Each line containing the word "blurred" must be copied from the material below.
Content starts
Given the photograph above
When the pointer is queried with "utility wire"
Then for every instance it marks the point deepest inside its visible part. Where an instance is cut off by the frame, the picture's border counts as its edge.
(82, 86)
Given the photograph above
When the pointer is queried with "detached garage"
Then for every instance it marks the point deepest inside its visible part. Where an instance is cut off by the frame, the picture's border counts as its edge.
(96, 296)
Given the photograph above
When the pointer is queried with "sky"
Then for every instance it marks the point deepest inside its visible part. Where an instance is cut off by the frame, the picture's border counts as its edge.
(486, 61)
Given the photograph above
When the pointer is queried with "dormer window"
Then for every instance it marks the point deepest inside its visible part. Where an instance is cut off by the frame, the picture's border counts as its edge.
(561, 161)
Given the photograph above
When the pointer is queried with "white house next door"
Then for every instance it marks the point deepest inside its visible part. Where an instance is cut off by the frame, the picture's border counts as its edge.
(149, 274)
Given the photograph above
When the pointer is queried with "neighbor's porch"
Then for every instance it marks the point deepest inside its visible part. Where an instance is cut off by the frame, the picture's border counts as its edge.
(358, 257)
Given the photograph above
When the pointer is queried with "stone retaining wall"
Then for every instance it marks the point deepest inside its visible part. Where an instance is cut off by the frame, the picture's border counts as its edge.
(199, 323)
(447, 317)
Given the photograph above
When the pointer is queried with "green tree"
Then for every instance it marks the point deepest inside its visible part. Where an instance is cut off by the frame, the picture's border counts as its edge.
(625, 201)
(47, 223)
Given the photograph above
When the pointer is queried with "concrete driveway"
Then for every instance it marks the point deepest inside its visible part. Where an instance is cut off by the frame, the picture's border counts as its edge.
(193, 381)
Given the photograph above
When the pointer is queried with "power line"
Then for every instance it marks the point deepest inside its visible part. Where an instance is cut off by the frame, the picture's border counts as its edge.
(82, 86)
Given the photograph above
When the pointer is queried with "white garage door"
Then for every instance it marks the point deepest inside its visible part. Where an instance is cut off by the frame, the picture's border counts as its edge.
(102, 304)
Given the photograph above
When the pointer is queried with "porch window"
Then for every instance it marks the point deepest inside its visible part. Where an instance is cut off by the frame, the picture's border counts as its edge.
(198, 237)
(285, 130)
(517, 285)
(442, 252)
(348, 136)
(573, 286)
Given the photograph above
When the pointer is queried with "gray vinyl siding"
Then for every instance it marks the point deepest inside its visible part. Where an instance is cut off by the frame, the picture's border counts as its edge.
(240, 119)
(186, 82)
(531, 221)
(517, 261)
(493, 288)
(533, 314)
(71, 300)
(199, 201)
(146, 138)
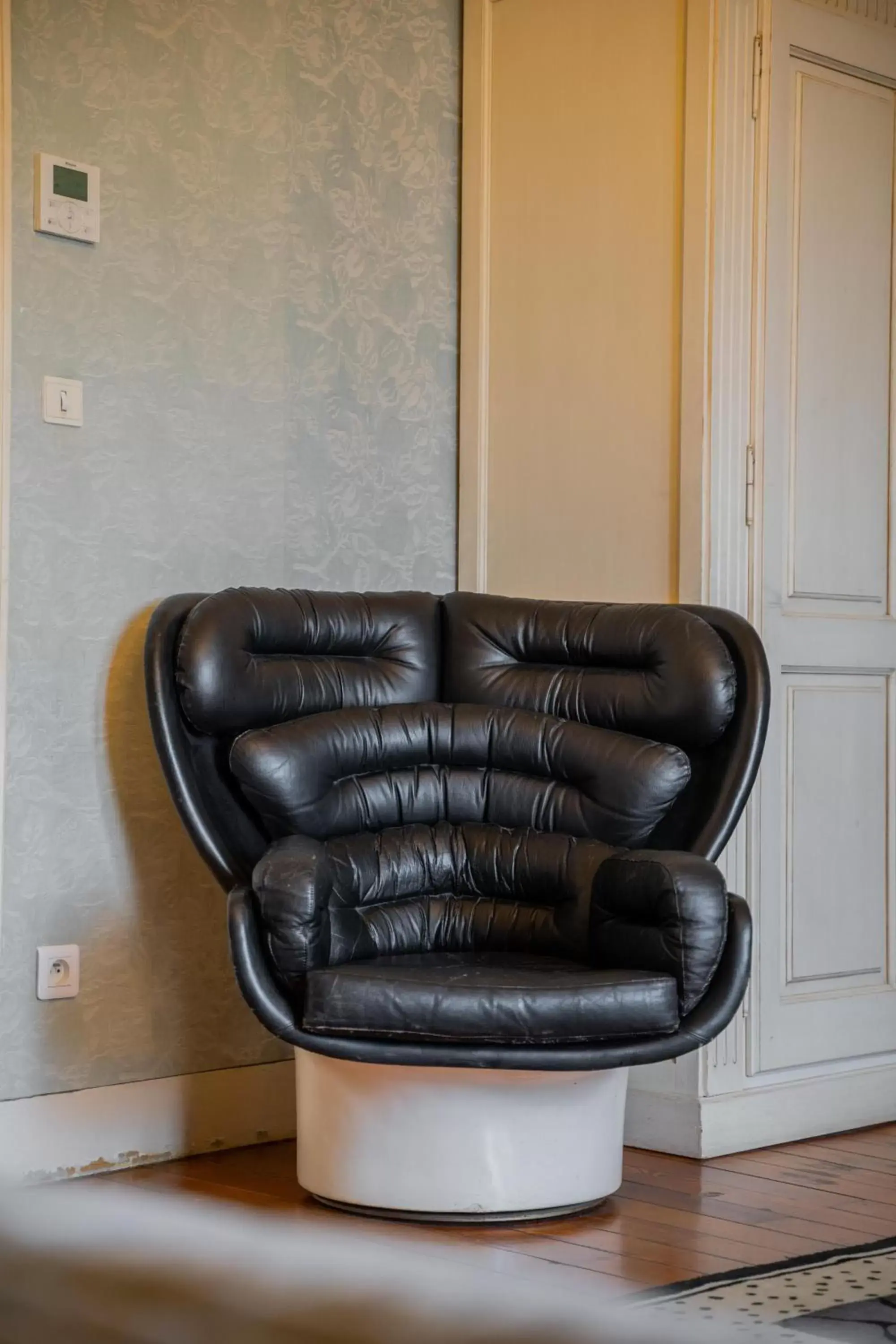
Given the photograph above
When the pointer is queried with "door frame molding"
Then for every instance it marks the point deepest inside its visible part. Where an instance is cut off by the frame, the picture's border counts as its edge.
Content ends
Content starts
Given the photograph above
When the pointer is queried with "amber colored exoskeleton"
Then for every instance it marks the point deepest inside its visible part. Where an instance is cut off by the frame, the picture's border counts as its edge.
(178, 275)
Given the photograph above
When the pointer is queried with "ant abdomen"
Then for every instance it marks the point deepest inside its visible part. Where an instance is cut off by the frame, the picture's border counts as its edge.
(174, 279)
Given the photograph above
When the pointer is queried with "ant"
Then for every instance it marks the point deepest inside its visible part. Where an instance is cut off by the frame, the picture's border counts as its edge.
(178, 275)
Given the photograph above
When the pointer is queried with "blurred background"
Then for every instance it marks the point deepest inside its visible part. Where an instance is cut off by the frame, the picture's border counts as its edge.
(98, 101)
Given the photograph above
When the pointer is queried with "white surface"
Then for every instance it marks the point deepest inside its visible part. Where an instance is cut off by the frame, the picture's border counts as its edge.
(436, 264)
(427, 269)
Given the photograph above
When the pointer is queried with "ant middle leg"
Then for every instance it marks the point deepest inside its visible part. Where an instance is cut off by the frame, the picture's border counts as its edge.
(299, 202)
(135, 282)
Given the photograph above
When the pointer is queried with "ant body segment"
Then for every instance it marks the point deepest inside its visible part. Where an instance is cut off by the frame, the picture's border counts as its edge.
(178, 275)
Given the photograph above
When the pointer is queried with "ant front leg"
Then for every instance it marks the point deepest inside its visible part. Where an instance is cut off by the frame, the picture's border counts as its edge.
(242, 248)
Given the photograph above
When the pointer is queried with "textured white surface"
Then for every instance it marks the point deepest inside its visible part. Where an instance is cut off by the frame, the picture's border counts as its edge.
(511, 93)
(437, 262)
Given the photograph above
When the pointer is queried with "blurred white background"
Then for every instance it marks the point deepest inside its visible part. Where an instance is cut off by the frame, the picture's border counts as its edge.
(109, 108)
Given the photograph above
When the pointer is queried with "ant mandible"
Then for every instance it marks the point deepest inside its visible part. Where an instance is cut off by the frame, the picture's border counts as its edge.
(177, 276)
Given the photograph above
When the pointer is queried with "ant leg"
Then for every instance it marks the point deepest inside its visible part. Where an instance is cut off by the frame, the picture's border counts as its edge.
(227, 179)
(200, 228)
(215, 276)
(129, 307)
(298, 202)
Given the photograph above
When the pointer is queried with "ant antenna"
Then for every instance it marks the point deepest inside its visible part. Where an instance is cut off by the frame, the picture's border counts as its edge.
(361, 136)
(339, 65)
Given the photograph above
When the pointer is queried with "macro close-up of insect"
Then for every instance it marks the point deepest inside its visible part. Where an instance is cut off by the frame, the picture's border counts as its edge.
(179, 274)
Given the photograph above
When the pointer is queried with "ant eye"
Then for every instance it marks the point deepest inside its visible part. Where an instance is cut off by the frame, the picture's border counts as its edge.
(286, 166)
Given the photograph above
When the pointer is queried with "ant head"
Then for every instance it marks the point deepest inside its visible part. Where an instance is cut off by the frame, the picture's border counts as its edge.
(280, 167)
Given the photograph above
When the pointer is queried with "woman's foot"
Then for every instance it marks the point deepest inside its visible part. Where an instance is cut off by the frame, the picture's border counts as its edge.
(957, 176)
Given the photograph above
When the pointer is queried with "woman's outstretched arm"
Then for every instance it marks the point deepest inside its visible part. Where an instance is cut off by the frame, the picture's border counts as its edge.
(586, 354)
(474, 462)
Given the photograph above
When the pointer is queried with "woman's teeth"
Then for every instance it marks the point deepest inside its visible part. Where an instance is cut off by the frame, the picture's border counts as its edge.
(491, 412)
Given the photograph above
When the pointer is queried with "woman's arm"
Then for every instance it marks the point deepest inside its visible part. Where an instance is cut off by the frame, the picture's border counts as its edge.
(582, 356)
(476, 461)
Content ends
• [Your response]:
When the pointer is queried with "blurred background"
When the pointer is queried with "blurred white background"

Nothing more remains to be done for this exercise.